##### Document segment #####

At the forefront of medicine, gene therapy is based on the insertion of genes into an individual's cells and tissues to treat a disease. Scientists are currently testing several approaches to this experimental technique. One of them, Prof. Seppo Ylä-Herttuala, intends to develop a novel method to treat myocardial ischemia by activating endogenous genes to propel angiogenesis. If successful, he will open a new era in gene therapy.

An ischemic heart, with one or more coronary arteries narrowed or blocked, often causes chest pain or discomfort known as angina. The annual incidence of refractory angina in the EU is around 100 000 new cases per year. These patients cannot be treated with drugs or heart surgery due to the lack of suitable vascular grafts and the risks linked to angioplasty, stenting and other vascular interventions. Therefore there is an urgent need for new minimal invasive treatments.

Doctors observed that individuals with occlusion of main coronary arteries do not experience ischemia if they develop collateral arteries. Stimulating the natural growth of new collateral vessels and capillaries could address insufficient blood flow and restore the myocardial function, reducing suffering and mortality of ischemic patients. Previous genetic experiments towards this goal showed very limited clinical effects due to low gene transfer efficiency and inability to direct transgenes into the desired cell types.

Building on the results of the FutureGenes project, supported by the ERC and completed in 2015, Prof. Ylä-Herttuala and his team are working on a novel approach, called 'endogenetherapy'. Instead of transferring exogenous genes to the target tissue, they stimulate the endogenous vascular endothelial growth factors (VEGF) genes, the main drivers of angiogenesis. The VEGF family contains five members: VEGF-A, -B, -C, -D and PLGF. After screening the effects of all VEGF members in healthy and ischemic myocardium, the team decided to focus their efforts on VEGF-A,-B and -C genes. After four years of in vitro and in vivo essays, trials on patients with severe myocardial ischemia will be performed to demonstrate the clinical value of this technique.

##### Dataset excerpt #####

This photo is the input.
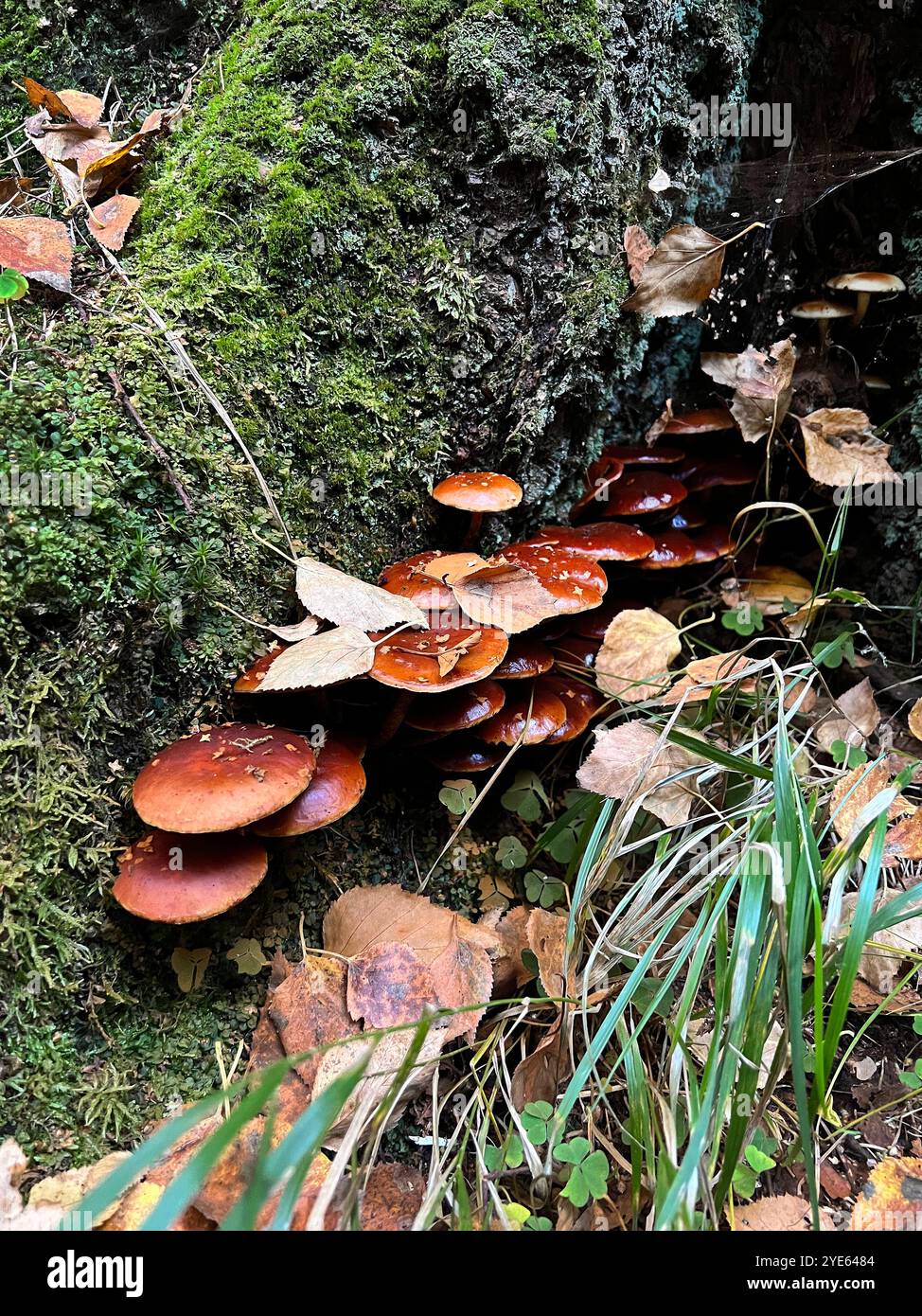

#####

> **Exercise requirements**:
A - Which members of the VEGF family does the gene therapy passage name?
B - Carry the gene therapy passage forward from its final sentence.
The material comes from a different source than the passage on gene therapy.

> **Numbered answers**:
A - VEGF-A, VEGF-B, VEGF-C, VEGF-D and PLGF.

B -
This high-risk work is made possible thanks to a second ERC grant awarded to Prof. Ylä-Herttuala. According to him, endogenetherapy may become widely applicable beyond cardiovascular diseases, representing a major shift in medicine and biomedical research. The societal impact of these new therapeutic possibilities will also be of great importance, with a clear potential for commercial opportunities in the biotech field.

Seppo Yla-Herttuala is Professor of Molecular Medicine at the University of Eastern Finland in Kuopio (Finland). He is an internationally recognized leader in cardiovascular gene therapy. He was the first in the world to apply catheter-mediated adenoviral gene transfer into human arteries in 1995. He is the founder of the biotech company Ark Therapeutics Ltd (currently FinVector Ltd) which produces clinical GMP gene transfer vectors. He is the recipient of two ERC Advanced Grants.